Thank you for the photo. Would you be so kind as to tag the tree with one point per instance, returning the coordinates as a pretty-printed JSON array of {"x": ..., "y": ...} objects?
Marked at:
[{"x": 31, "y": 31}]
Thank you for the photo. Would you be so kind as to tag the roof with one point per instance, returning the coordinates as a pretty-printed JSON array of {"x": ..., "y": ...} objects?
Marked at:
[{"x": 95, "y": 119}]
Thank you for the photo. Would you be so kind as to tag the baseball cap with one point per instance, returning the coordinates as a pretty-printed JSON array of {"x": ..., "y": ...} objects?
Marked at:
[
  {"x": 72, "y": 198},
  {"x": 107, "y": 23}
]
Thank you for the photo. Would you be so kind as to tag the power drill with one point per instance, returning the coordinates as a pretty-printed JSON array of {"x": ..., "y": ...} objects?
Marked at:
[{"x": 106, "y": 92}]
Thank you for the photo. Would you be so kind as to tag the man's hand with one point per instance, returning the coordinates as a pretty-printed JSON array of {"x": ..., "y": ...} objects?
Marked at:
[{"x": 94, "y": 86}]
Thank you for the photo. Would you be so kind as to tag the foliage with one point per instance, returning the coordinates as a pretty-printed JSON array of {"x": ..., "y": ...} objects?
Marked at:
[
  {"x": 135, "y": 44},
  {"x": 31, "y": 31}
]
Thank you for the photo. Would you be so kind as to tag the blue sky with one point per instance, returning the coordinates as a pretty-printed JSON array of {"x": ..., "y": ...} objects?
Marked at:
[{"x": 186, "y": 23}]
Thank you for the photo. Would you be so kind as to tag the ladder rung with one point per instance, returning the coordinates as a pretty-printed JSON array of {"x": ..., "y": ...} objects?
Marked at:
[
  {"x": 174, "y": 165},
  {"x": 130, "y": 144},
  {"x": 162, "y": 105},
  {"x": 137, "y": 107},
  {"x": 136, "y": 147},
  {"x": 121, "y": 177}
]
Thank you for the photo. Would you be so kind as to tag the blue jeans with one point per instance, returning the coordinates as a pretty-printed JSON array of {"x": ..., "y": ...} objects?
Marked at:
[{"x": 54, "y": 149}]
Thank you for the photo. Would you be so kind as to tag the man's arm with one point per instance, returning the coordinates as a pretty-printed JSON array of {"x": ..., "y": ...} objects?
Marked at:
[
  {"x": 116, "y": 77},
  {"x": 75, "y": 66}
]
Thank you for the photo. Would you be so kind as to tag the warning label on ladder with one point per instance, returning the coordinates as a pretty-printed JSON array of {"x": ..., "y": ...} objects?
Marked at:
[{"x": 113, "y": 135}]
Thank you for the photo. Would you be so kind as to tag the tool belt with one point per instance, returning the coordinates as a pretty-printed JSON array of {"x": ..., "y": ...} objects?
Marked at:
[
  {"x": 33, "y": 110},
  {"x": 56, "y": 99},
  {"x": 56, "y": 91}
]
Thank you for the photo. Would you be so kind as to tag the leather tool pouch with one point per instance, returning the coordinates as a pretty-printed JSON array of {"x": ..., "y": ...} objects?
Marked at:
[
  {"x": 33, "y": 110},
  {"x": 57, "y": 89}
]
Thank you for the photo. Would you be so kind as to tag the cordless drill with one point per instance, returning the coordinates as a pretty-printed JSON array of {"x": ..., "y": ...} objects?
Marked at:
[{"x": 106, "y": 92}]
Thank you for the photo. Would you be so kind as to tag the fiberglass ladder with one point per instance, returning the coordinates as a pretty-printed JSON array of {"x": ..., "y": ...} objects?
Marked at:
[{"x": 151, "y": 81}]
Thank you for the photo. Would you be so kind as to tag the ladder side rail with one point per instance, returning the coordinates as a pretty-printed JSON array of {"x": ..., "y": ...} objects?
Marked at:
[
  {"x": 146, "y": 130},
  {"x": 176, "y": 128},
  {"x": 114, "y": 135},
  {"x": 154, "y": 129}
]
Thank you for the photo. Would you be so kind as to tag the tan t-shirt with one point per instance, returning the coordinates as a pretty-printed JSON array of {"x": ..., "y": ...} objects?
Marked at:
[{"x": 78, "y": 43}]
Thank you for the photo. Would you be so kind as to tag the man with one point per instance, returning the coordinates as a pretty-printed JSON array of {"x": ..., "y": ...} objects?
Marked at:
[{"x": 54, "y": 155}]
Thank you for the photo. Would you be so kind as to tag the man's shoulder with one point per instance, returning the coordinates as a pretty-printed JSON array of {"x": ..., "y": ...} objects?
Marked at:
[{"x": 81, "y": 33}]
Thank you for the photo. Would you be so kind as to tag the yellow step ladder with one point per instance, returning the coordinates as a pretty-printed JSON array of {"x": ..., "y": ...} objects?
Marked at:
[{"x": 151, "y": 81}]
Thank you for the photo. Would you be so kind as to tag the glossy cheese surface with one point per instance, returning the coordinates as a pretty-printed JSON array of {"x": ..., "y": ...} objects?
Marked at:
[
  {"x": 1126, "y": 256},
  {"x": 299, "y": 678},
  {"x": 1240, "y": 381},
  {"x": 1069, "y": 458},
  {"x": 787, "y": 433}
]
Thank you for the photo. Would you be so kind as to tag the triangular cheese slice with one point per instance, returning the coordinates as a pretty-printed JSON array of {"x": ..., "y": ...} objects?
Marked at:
========================
• **GIVEN TASK**
Update the listing above so that every "Marked at" reads "Located at", keeping everything else unchanged.

• **SOLUTION BELOW**
Thank you for the photo. Would you be so kind as to tag the tree with one point per instance, returning the coordinates as a pretty-printed JSON array of {"x": ..., "y": ...} objects?
Located at:
[{"x": 31, "y": 31}]
Thank you for the photo. Would you be so kind as to tag the roof with one point per instance, returning the coordinates as a pretty-printed JSON array of {"x": ..., "y": ...} objects?
Located at:
[{"x": 95, "y": 119}]
Thank you for the photo. Would you be so kind as to tag the baseball cap with one point per instance, returning the coordinates as a pretty-printed JSON array of {"x": ..., "y": ...} objects?
Located at:
[
  {"x": 72, "y": 198},
  {"x": 107, "y": 23}
]
Thank you for the photo. Would you be so kind as to tag the power drill with one point per instance, returning the coordinates as a pretty-printed JSON array of {"x": ..., "y": ...} objects?
Located at:
[{"x": 106, "y": 92}]
Thank you for the photo. Would you be so kind as to tag the man's hand with one point per instance, returning the coordinates as a pretty-printed JSON array of {"x": ..., "y": ...} objects?
Located at:
[{"x": 94, "y": 86}]
Thank you for the photo. Would you be so kind as to tag the foliage with one point per instance, returning the coordinates as a pretty-printed JSON array of {"x": ..., "y": ...} objects?
Located at:
[
  {"x": 135, "y": 44},
  {"x": 31, "y": 31}
]
Thank you for the photo. Would you be so kind as to tag the blue sky with one point per instance, returning the coordinates as a pretty-printed JSON array of {"x": ..., "y": ...} objects?
Located at:
[{"x": 186, "y": 23}]
Thank you for the photo. Would you be so kind as to tag the ladder rung with one point per instance, returning the coordinates as a pretty-printed JSON array of {"x": ..., "y": ...} objects?
Located at:
[
  {"x": 174, "y": 165},
  {"x": 130, "y": 144},
  {"x": 162, "y": 105},
  {"x": 137, "y": 107},
  {"x": 136, "y": 147},
  {"x": 121, "y": 177}
]
Thank you for the photo. Would you be so kind as to tag the blue jeans with one point per instance, returning the coordinates as a pretty-printed JSON array of {"x": ..., "y": ...} objects?
Located at:
[{"x": 54, "y": 149}]
Thank you for the photo. Would you be so kind as to tag the man's arm with one point per instance, returning the coordinates as a pretty-printed JSON array of {"x": ..., "y": ...} objects?
Located at:
[
  {"x": 116, "y": 77},
  {"x": 75, "y": 66}
]
Thank you for the photo. Would you be so kind as to tag the warning label on ladder with one point per instance, returning the coordinates as a pretty-printed JSON array of {"x": ..., "y": ...} objects?
Located at:
[{"x": 113, "y": 135}]
Thank you for the photo. Would you be so kind as to tag the tool belt with one point per instance, returning the coordinates as a pretty-printed JSON array of {"x": ..., "y": ...} objects?
Located at:
[
  {"x": 33, "y": 110},
  {"x": 56, "y": 99},
  {"x": 56, "y": 91}
]
Thank you for the photo. Would you be so kind as to tag the leather tool pouch with one point per instance, returning the coordinates as a pretty-printed JSON array of {"x": ..., "y": ...} objects?
Located at:
[
  {"x": 33, "y": 110},
  {"x": 57, "y": 89}
]
Thank you for the photo. Would you be so kind as to tag the cordless drill with one point per instance, returning the coordinates as a pretty-printed JSON array of {"x": ..., "y": ...} objects?
Located at:
[{"x": 106, "y": 92}]
Thank you for the photo. Would you be so kind as to tag the fiberglass ladder with one point per instance, returning the coordinates as a pretty-printed JSON array of {"x": ..., "y": ...} objects?
Located at:
[{"x": 151, "y": 81}]
Thank you for the photo. Would you be so kind as to tag the ladder side rail with one point per instance, returning the coordinates as a pretty-printed JSON array of {"x": ..., "y": ...} objects?
Located at:
[
  {"x": 146, "y": 130},
  {"x": 176, "y": 128},
  {"x": 114, "y": 135},
  {"x": 154, "y": 129}
]
Thank you for the photo. Would you be so kind as to tag the tan t-shirt with one point per instance, returning the coordinates as a pretty-printed JSON array of {"x": ..., "y": ...} objects?
Located at:
[{"x": 78, "y": 43}]
Thank you for the photo. Would you be so kind as to tag the man with one point per instance, returning the coordinates as a pretty-printed JSON array of {"x": ..., "y": ...} objects?
Located at:
[{"x": 54, "y": 155}]
Thank you for the photo. Would you be so kind as to tag the man's shoulder with one point per instance, returning the coordinates as a pretty-printed JSON array of {"x": ..., "y": ...} objects?
Located at:
[{"x": 81, "y": 33}]
Thank you for the photo. Would you be so kind as to tag the yellow step ladder with one point per instance, returning the coordinates as a pretty-printed JSON array of {"x": ..., "y": ...} objects?
Located at:
[{"x": 151, "y": 81}]
Thank you for the photo. Would you be so kind as to tag the glossy cheese surface with one point per instance, returning the coordinates as a pretty-printed JSON array of {"x": ..., "y": ...} objects?
Located at:
[
  {"x": 1126, "y": 256},
  {"x": 299, "y": 678},
  {"x": 1240, "y": 381},
  {"x": 1069, "y": 458},
  {"x": 787, "y": 433}
]
Thank you for the photo. Would you be so kind as to tag the triangular cheese slice with one point per instance, returning the coordinates as a pretty-printed JSON array of {"x": ..., "y": ...} objects?
Located at:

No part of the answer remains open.